Begin at the line that holds "Target: person's shoulder" and copy each line exactly until the data below ends, including that last line but no pictures.

________________

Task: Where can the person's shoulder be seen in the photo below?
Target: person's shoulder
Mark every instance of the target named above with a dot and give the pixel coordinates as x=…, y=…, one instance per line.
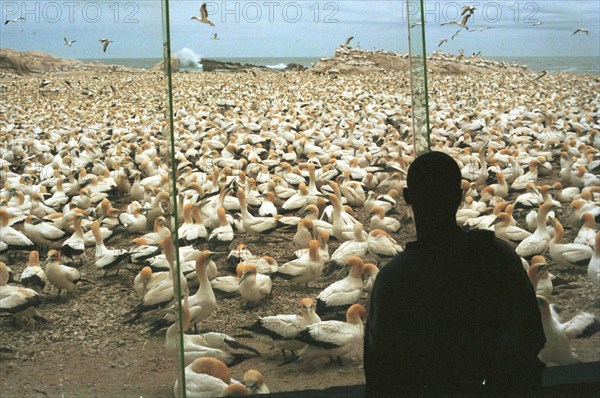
x=395, y=265
x=485, y=237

________________

» **Exercise result**
Target: person's shoulder
Mark every instance of the target named above with a dot and give the pixel coordinates as x=…, y=…, one instance per line.
x=395, y=265
x=485, y=237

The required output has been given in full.